Requirement: Would you please write out the records below exactly as they appear?
───── Source data
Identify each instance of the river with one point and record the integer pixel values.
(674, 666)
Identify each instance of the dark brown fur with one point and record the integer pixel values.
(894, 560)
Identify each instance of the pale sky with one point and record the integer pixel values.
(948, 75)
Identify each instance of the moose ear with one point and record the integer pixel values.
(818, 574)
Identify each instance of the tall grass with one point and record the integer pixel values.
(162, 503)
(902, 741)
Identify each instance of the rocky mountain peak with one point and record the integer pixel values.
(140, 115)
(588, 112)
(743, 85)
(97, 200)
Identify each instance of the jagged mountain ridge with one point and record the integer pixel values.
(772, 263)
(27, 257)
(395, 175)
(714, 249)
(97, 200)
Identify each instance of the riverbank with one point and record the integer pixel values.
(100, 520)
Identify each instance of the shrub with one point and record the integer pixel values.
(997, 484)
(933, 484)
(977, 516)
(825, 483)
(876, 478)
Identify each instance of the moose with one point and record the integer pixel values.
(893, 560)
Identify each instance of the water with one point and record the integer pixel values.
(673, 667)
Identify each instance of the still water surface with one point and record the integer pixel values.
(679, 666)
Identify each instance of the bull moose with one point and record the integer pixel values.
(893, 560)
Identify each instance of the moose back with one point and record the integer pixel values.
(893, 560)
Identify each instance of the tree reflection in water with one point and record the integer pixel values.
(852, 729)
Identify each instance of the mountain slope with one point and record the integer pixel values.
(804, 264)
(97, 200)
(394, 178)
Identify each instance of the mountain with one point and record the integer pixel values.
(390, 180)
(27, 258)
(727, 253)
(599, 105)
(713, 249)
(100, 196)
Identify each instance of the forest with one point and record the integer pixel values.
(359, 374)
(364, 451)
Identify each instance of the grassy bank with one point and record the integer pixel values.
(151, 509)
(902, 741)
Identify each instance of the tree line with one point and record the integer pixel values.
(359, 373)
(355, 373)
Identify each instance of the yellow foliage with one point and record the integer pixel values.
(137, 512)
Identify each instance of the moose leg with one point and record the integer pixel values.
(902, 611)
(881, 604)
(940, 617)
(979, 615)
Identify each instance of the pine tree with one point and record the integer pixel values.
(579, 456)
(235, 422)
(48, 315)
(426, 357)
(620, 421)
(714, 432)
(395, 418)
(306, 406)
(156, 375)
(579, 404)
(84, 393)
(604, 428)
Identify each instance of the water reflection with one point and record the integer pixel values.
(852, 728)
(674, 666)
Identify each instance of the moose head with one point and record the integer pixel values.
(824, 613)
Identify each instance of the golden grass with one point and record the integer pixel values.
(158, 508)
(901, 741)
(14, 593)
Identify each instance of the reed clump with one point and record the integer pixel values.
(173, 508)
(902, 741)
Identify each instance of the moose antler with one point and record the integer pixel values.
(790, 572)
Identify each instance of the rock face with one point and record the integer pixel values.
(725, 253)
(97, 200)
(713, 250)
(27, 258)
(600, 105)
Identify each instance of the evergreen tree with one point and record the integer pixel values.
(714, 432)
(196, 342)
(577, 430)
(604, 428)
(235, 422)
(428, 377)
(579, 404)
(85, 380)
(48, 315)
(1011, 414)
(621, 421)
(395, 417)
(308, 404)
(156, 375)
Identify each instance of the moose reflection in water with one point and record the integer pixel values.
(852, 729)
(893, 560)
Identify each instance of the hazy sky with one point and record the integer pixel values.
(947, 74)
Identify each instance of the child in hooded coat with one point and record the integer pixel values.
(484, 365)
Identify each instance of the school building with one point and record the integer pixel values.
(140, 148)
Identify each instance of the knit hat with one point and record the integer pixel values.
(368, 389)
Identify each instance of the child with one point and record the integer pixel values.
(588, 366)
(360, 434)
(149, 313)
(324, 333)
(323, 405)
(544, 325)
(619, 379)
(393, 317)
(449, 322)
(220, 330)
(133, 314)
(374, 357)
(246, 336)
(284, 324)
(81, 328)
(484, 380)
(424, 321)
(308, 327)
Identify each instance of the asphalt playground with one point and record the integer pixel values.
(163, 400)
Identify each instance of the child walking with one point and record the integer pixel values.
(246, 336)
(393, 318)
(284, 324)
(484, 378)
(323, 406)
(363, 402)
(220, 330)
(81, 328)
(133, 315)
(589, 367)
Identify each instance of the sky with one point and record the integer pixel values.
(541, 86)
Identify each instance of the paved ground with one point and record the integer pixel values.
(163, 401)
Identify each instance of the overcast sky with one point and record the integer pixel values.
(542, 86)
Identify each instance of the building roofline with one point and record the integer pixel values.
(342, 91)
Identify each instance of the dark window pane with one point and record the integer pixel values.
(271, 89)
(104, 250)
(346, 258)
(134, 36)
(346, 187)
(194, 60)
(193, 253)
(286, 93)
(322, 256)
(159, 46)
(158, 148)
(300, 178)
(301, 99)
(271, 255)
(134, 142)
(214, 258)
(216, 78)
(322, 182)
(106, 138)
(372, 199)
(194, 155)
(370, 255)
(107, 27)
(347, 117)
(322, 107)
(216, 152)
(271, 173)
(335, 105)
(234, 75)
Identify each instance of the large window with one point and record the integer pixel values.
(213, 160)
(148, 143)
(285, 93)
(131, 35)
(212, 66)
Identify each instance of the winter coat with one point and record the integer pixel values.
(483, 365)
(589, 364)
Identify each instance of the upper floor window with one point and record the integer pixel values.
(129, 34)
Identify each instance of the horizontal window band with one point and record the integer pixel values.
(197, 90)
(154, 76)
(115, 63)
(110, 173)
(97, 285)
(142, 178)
──────────
Result for this task:
Identify each instance of the river with one point and record the integer pixel values.
(674, 666)
Identify each instance of the dark brown fur with one point and record the integer pixel values.
(894, 560)
Identify each instance of the pale sky with one point and record the integer pixel values.
(948, 75)
Identify each instance of the moose ear with one point and record the integer pixel values.
(818, 574)
Identify each instance of the tall grass with one point and record the integer pixel values.
(162, 503)
(902, 741)
Identify each instance of the rocky mountain peak with one point and record the integer pixel values.
(140, 115)
(588, 112)
(743, 85)
(97, 200)
Identify each instance of the jagged mountain ridge with one point and record the integer pixel values.
(772, 263)
(27, 257)
(395, 175)
(714, 249)
(97, 200)
Identify each instance of the riverbank with one point and record the integer pixel values.
(100, 520)
Identify each instance of the shrub with one point and record the integer pixel values.
(997, 484)
(933, 484)
(977, 516)
(825, 483)
(876, 478)
Identify each instance of the moose with one point and record the integer pixel values.
(893, 560)
Identify each instance of the water with one point and record the integer pixel values.
(673, 667)
Identify each instance of the still water surface with one point and record the integer pixel values.
(679, 666)
Identify each instance of the bull moose with one point and record the integer pixel values.
(893, 560)
Identify each instance of the moose back with one point and record the integer pixel values.
(893, 560)
Identify each instance of the tree reflection in water with one point and record the integer pixel values.
(852, 729)
Identify each instance of the mountain slope with one point and record the integer pixel values.
(804, 264)
(97, 200)
(394, 178)
Identify each instance of the mountain with one point and record the integer pixel values.
(390, 180)
(27, 258)
(727, 253)
(599, 105)
(713, 249)
(100, 196)
Identify each instance of the forest with one point and record the integer pixel values.
(359, 374)
(364, 451)
Identify each instance of the grassy bank with one point and record the integer pixel values.
(151, 509)
(902, 741)
Identify each instance of the tree line with one point and record the integer pixel values.
(359, 373)
(355, 373)
Identify each instance of the yellow foliage with one point and record the integer pixel values.
(137, 512)
Identify each instance of the moose leg with one point and record the integer pixel values.
(902, 611)
(881, 604)
(940, 617)
(979, 615)
Identify each instance of the pine tree with one point and record the integer pixel values.
(579, 456)
(235, 422)
(48, 315)
(426, 357)
(620, 421)
(714, 432)
(395, 418)
(306, 406)
(156, 375)
(579, 404)
(84, 393)
(604, 428)
Identify each instance of the water reflection with one point and record the integer pixel values.
(852, 728)
(674, 666)
Identify each instance of the moose head with one point and record the integer pixel values.
(824, 613)
Identify each instance of the golden grass with one point and record the integer pixel values.
(158, 508)
(901, 741)
(14, 593)
Identify each instance of the reed clump with one point and record the integer pixel values.
(173, 508)
(902, 741)
Identify each instance of the moose antler with one point and record the integer pixel values.
(790, 572)
Identify each instance of the rock face with one point and record the integer pixel values.
(725, 253)
(97, 200)
(713, 250)
(27, 258)
(600, 105)
Identify each instance of the evergreen tree with one point and record the integer pixel values.
(714, 432)
(196, 342)
(577, 430)
(604, 428)
(235, 422)
(428, 377)
(579, 404)
(85, 380)
(48, 315)
(1011, 414)
(621, 421)
(395, 417)
(308, 404)
(156, 375)
Identify each instance of the moose reflection in water with one point and record the integer pixel values.
(852, 729)
(893, 560)
Identify each instance of the hazy sky with one point and record the integer pixel values.
(947, 74)
Identify each instance of the child in hooded coat with one point and record the integer pixel values.
(484, 365)
Identify each instance of the school building with one point and record the integer pixel values.
(140, 148)
Identify each instance of the knit hat with one point and record the integer pixel values.
(368, 389)
Identify each instance of the child with one point and record the integer pixel values.
(588, 366)
(360, 434)
(149, 313)
(324, 333)
(323, 405)
(544, 325)
(619, 379)
(393, 317)
(449, 322)
(220, 330)
(133, 314)
(374, 357)
(246, 336)
(284, 324)
(81, 328)
(484, 380)
(424, 321)
(308, 327)
Identify each instance of the asphalt playground with one point and record the integer pixel values.
(163, 400)
Identify each instance of the child walking with one point and record the integer pixel values.
(246, 336)
(393, 318)
(284, 324)
(484, 378)
(323, 406)
(363, 402)
(220, 330)
(81, 328)
(133, 315)
(589, 367)
Identify each instance of the sky with one point and record the integer pixel values.
(541, 86)
Identify each instance of the paved ground with one point and record the integer pixel values.
(163, 401)
Identify each instance of the overcast sky with one point and record the integer pixel values.
(542, 86)
Identify each instance of the building roofline with one point and record the integer pixel values.
(342, 91)
Identify each instance of the dark window pane with one point and record the integer pixel values.
(271, 89)
(104, 250)
(346, 258)
(134, 36)
(346, 187)
(194, 60)
(193, 253)
(286, 93)
(322, 256)
(159, 46)
(158, 148)
(300, 178)
(301, 99)
(271, 255)
(134, 142)
(214, 258)
(216, 78)
(322, 182)
(106, 138)
(372, 199)
(194, 155)
(370, 255)
(107, 27)
(347, 117)
(322, 107)
(216, 152)
(271, 173)
(335, 105)
(234, 75)
Identify each instance of the large window with one point and record the integer pixel values.
(213, 160)
(148, 143)
(285, 93)
(131, 35)
(212, 66)
Identify each instance of the winter coat with one point and record the integer pixel values.
(483, 365)
(589, 364)
Identify each instance of the upper floor window with one point and record the integer pixel values.
(129, 34)
Identify each instance of the horizontal window band with one point and record the integer pixel values.
(197, 90)
(154, 76)
(115, 63)
(110, 173)
(97, 285)
(142, 178)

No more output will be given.